• チャレンジ課題:
[1] 桜の古木についての文章の「大正十一年(一九二二)、国の天然記念物に指定された。」から「枝の方はどうであろうか。」までを全部書き直し、その中の「主幹」を「中心の幹」に置き換えてください。
[2] 桜の古木についての文章を読んで、次の問いに答えてください。
(a) この桜が国の天然記念物に指定されたのはいつですか。
(b) 幹(目通り)の周囲は約何メートルですか。
(c) 主幹の高さは地上何メートルですか。

• 元の文章:
>>>>>
従って、その観点より日本最大の桜の木とされているわけで、推定樹齢なんと二千年。
大正十一年(一九二二)、国の天然記念物に指定された。

 次は幹である。
こちらの方は幹(目通り)の周囲約十・七メートル。これは「根尾谷淡墨桜」と並ぶ巨大なものだ。
しかし、主幹の高さは地上わずかに二・四メートルでしかない。当然のことながら、かつては威風堂々と、主幹も大空にのびていたと思われる。しかし、二千年というとてつもない歳月のうちに、主幹上部は完全に失われている。それも、ついに地上わずか二・四メートル、大人の背丈プラスアルファーの高さでしかない。
全ては朽ち果ててしまっているのだ。

 枝の方はどうであろうか。
<<<<<
• データの中身:
>>>>>
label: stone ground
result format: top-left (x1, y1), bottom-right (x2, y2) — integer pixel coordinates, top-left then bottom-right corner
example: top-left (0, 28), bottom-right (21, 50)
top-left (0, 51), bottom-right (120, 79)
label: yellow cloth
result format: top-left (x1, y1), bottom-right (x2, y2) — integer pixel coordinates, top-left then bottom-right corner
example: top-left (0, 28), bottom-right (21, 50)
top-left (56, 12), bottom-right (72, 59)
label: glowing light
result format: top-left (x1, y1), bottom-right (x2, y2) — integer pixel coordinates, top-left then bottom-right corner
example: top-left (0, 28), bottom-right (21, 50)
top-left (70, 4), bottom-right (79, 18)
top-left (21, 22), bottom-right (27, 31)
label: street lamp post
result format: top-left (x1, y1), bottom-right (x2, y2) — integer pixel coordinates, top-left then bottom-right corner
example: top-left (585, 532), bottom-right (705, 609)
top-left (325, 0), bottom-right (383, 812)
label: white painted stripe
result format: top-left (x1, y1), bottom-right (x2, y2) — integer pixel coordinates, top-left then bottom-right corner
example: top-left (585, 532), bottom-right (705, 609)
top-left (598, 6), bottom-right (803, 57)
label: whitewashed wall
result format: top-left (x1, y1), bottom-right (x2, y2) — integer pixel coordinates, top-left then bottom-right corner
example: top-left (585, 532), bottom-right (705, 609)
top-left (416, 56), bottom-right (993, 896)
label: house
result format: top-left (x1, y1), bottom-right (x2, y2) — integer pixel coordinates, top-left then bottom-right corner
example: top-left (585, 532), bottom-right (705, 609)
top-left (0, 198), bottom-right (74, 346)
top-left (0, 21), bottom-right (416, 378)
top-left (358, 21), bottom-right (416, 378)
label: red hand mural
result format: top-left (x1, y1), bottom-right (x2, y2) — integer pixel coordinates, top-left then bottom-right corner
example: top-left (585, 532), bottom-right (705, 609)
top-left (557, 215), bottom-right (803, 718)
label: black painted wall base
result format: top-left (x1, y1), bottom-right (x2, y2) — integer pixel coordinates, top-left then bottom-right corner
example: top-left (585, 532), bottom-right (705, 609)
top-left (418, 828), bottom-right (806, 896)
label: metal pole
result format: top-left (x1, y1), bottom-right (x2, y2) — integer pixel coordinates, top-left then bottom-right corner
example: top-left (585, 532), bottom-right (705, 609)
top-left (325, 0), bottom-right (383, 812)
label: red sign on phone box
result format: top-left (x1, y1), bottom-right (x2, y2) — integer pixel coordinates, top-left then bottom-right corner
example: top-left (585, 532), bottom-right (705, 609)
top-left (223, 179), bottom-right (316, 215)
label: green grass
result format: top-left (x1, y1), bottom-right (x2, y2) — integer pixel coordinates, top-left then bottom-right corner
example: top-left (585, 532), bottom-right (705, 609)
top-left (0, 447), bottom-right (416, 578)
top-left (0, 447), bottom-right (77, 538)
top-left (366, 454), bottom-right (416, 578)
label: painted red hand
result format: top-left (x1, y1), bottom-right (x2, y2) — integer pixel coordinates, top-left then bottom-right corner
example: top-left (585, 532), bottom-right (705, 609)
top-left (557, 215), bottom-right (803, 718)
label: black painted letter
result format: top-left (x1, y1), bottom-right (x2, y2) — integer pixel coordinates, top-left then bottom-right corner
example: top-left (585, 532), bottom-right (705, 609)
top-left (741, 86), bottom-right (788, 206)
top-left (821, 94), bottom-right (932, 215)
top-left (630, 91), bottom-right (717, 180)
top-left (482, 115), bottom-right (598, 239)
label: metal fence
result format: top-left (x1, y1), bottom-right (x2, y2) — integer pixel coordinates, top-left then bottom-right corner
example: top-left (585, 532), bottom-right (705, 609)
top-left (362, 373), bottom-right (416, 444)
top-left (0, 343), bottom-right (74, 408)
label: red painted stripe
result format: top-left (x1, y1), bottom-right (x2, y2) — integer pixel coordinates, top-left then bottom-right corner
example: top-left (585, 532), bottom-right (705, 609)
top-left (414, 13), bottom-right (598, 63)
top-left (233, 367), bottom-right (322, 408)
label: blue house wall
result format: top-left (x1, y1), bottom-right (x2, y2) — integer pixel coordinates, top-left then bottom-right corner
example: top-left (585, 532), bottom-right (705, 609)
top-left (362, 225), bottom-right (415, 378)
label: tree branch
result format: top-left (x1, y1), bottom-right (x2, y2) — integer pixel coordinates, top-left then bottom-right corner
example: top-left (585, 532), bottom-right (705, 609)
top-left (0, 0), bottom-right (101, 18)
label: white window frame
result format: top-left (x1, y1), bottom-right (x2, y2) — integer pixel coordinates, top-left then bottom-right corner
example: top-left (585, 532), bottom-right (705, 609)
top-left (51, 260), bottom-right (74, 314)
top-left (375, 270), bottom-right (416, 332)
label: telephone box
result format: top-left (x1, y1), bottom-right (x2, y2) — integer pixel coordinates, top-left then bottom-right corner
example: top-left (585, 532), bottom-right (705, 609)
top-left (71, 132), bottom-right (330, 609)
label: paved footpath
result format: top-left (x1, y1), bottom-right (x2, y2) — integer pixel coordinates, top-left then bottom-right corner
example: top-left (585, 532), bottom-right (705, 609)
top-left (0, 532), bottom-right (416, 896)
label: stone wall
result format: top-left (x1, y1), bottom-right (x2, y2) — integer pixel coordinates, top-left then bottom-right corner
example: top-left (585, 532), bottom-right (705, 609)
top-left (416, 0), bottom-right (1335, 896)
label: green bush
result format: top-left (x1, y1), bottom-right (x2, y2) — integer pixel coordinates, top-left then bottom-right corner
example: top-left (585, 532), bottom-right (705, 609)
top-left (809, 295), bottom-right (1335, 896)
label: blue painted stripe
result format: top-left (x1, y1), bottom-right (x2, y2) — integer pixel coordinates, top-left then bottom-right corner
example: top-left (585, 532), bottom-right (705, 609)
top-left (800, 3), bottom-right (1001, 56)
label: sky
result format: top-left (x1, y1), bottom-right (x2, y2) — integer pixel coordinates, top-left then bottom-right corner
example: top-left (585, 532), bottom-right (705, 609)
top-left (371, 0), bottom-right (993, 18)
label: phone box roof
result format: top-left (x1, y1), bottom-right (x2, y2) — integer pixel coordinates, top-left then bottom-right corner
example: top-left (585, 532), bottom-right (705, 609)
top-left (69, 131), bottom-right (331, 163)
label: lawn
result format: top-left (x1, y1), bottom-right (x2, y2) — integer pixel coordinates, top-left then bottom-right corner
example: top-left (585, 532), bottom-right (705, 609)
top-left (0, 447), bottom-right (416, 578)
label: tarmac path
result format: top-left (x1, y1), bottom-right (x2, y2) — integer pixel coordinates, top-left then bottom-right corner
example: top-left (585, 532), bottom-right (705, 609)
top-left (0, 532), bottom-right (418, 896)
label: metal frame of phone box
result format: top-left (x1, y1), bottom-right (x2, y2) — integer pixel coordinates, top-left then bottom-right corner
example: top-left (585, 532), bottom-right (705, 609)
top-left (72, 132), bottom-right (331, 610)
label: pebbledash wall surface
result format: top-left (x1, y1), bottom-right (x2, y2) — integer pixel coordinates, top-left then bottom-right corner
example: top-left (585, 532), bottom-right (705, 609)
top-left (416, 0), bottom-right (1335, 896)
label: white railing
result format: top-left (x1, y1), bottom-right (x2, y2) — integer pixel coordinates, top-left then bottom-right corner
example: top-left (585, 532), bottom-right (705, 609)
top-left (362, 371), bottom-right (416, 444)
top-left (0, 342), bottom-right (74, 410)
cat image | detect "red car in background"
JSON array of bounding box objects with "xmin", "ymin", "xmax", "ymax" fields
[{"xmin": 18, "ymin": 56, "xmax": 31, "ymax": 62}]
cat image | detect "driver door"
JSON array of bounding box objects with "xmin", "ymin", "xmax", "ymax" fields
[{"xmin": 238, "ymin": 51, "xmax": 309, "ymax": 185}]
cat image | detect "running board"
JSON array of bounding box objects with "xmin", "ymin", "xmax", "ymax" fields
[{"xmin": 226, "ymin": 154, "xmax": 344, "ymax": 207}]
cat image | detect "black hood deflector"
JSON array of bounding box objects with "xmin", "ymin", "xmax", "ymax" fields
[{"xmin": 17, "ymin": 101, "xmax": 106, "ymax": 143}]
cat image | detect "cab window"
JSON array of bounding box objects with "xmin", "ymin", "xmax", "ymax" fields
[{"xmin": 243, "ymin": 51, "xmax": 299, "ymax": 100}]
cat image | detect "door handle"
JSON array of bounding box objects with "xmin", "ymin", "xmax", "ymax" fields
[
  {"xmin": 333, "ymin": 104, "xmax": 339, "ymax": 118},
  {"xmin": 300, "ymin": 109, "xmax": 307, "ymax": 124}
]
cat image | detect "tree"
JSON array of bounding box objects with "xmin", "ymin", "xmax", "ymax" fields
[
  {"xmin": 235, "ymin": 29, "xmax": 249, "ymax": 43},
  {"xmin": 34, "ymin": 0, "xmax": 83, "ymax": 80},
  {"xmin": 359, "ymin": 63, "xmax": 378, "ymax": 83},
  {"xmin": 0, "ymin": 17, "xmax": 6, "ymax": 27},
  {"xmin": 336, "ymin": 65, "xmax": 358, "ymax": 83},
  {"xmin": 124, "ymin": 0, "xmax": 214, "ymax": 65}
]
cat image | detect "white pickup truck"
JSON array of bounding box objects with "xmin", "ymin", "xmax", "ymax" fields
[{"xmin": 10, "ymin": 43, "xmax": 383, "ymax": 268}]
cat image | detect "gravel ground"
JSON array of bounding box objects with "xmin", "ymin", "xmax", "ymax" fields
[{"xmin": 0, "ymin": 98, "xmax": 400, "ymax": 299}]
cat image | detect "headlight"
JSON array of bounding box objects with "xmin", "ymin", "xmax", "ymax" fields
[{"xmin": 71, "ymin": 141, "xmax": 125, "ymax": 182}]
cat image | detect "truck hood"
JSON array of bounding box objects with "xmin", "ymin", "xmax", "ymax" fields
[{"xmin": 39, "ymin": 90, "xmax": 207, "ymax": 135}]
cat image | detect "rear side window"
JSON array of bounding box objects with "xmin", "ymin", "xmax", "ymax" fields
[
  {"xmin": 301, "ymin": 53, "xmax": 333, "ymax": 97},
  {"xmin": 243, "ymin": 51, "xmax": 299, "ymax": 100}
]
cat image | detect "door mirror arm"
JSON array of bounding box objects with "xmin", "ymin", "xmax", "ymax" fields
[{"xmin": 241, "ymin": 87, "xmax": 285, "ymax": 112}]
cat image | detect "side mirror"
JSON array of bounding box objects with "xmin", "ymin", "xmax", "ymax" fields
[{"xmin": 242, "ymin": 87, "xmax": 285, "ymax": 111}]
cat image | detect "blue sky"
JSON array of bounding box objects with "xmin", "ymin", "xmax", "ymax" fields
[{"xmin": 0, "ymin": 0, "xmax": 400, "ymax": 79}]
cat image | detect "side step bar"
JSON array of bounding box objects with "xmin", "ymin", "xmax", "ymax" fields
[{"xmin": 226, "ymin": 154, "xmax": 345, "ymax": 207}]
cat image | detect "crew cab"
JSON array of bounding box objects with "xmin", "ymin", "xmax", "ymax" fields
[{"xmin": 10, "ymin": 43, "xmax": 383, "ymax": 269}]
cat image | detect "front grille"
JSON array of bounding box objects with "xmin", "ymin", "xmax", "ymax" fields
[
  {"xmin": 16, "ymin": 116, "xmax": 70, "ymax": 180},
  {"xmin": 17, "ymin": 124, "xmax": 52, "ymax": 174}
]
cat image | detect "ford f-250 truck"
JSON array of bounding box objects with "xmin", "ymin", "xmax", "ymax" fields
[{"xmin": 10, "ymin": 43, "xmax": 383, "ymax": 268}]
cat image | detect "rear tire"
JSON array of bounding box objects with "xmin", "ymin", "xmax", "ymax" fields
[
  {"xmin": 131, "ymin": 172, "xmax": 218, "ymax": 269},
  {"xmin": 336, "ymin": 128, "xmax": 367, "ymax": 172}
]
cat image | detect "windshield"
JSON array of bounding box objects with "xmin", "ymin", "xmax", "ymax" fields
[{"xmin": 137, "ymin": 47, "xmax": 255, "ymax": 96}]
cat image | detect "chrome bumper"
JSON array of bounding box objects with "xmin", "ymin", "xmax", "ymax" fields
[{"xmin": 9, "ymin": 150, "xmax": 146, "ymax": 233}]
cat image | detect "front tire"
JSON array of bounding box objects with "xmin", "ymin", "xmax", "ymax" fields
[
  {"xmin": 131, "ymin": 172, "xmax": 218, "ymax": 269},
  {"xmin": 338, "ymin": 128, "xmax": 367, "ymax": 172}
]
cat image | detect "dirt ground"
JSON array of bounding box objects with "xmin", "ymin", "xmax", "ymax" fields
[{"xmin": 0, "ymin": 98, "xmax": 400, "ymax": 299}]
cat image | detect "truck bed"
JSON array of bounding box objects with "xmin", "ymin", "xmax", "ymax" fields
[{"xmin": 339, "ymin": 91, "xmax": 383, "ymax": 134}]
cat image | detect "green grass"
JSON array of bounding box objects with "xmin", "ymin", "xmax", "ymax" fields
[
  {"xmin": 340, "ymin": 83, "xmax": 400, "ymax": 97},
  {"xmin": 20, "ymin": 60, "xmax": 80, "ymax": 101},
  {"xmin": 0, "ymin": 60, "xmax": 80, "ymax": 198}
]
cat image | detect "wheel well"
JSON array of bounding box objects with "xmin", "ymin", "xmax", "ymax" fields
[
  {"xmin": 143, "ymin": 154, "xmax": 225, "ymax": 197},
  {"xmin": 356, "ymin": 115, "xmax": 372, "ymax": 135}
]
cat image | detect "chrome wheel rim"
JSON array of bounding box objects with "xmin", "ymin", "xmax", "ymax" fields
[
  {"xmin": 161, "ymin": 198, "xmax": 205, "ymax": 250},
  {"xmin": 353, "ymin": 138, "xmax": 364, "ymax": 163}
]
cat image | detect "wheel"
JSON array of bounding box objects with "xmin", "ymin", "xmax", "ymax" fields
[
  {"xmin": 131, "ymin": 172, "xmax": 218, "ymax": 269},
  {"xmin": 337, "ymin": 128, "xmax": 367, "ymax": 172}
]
<<<<<
• 練習の解答:
[1]
大正十一年(一九二二)、国の天然記念物に指定された。

 次は幹である。
こちらの方は幹(目通り)の周囲約十・七メートル。これは「根尾谷淡墨桜」と並ぶ巨大なものだ。
しかし、中心の幹の高さは地上わずかに二・四メートルでしかない。当然のことながら、かつては威風堂々と、中心の幹も大空にのびていたと思われる。しかし、二千年というとてつもない歳月のうちに、中心の幹上部は完全に失われている。それも、ついに地上わずか二・四メートル、大人の背丈プラスアルファーの高さでしかない。
全ては朽ち果ててしまっているのだ。

 枝の方はどうであろうか。

[2]
(a) 大正十一年(一九二二)
(b) 約十・七メートル
(c) 二・四メートル